Breaking the mold of using immediately identifiable music, the Democrats reached deep into their bag of tricks and pulled out a nearly forgotten instrumental, the theme from the musical hit “Camelot,” to accompany Kennedy Schlossberg to the stage. Sure, there’s the fact that the selection immediately conjures up a world of brave deeds and gallant adventure. But really—why, of all things, “Camelot”? A very close look at the facts reveals what could become a staple of the White House in years to come.

Fact one: During the time in which “Camelot” is set, rulers were chosen by the principles of primogeniture. If you were the king’s son, then you would become the king when he died.

Fact two: Kennedy Schlossberg comes from a family whose progeny consists mainly of politicians or politically-associated professionals.

Fact three: In her speech Kennedy Schlossberg said all of the following [italics added]: “When my father and mother were first getting to know each other, two of the helpful matchmakers were Al Gore’s parents, Albert and Pauline”; “It is up to each and every single one of us to… work as hard as we can to… createideals”; and “If we want… the freedoms in the Constitution and the Bill of Rights, including the right… to make our own reproductive decisions, then it is up to us.”

Fact four: We have a theme here: breeding, and the use of breeding to create these so-called ideals. Kennedy Schlossberg may denote these people “matchmakers,” a rather quaint, old-fashioned, and harmless term, but there are a lot of other, sicker words that come to mind, too.

Fact five: Recall the 2000 Westminster Dog Show. Who was the winner in the Best of Breed category? Do you know? It was a Maltese named Omen—that’s right, Omen—one of several entrants from a breeding conglomerate known as none other than Camelot Maltese. That’s right, Camelot. We will have our own “omen” on our hands if Al Gore is elected president, especially when the matchmakers make the new presidential pet a certain extremely well-bred Maltese puppy.

[Dataset entries]

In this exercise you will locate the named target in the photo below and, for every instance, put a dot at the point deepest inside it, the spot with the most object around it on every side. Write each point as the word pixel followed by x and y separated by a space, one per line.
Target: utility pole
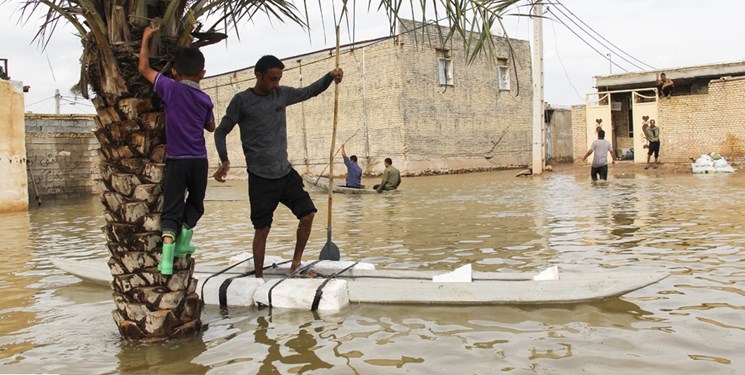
pixel 538 112
pixel 57 98
pixel 610 63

**Short exercise**
Reproduce the Camelot passage above word for word, starting at "Fact four: We" and ending at "to mind, too.".

**Answer to the exercise**
Fact four: We have a theme here: breeding, and the use of breeding to create these so-called ideals. Kennedy Schlossberg may denote these people “matchmakers,” a rather quaint, old-fashioned, and harmless term, but there are a lot of other, sicker words that come to mind, too.